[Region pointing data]

⟨

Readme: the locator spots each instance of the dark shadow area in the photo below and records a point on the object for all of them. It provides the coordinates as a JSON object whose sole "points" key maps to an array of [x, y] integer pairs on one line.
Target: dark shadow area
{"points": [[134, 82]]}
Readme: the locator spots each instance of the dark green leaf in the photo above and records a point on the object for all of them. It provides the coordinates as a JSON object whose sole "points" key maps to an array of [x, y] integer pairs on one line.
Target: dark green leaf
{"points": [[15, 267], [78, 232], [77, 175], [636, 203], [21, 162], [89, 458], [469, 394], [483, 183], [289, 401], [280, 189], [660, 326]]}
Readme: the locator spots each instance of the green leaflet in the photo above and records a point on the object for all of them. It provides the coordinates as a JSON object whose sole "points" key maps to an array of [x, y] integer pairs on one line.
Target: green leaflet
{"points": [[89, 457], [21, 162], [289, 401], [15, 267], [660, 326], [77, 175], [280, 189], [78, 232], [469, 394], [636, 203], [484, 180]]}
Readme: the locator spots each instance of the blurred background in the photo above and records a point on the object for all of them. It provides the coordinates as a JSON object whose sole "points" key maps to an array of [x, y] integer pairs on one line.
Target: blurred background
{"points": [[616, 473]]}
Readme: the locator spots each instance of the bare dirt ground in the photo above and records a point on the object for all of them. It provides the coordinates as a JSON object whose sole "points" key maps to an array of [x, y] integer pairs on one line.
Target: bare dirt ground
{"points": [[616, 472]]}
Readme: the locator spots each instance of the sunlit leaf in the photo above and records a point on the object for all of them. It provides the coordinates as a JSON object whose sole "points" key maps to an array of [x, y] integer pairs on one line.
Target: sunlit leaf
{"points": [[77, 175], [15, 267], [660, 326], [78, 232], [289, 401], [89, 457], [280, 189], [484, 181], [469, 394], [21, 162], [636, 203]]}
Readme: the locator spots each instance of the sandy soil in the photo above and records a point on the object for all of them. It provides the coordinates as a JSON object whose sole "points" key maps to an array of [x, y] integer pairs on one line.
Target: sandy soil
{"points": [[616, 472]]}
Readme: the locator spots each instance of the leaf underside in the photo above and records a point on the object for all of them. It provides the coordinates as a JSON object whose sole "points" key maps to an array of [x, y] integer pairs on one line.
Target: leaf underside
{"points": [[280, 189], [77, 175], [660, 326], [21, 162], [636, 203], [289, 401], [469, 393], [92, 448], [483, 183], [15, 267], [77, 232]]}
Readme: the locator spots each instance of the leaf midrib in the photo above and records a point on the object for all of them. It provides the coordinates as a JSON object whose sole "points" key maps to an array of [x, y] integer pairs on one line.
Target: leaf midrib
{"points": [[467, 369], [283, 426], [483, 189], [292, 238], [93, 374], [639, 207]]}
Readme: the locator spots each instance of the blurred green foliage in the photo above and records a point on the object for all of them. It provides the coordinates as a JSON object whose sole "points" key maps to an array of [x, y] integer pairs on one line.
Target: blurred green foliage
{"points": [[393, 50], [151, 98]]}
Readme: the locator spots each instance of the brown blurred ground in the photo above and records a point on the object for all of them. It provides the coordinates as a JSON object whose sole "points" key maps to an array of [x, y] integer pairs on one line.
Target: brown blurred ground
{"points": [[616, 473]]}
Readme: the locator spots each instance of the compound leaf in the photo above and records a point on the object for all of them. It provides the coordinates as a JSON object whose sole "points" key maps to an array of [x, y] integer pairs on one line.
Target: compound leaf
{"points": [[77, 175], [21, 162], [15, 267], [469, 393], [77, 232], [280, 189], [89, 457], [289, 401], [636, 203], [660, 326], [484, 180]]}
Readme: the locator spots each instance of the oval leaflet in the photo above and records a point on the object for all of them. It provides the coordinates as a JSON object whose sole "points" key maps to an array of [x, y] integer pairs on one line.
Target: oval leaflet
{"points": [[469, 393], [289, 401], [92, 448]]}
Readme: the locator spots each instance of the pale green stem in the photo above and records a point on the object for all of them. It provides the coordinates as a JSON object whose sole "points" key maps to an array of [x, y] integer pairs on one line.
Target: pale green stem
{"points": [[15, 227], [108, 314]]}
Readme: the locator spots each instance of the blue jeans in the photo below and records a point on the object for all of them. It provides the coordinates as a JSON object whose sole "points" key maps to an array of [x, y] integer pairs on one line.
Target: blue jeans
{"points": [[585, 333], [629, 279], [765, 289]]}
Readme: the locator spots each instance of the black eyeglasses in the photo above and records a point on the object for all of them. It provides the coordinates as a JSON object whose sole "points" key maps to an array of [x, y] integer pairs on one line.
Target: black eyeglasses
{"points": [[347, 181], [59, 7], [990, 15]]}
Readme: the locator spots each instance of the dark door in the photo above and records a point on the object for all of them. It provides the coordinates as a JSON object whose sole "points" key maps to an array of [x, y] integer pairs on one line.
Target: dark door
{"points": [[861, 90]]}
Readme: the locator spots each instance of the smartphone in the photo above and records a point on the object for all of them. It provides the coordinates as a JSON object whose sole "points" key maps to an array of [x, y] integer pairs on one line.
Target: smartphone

⟩

# Problem to work on
Line count for the word "below": please state how many lines of the records above contain it, and nothing else.

# Result of this exercise
2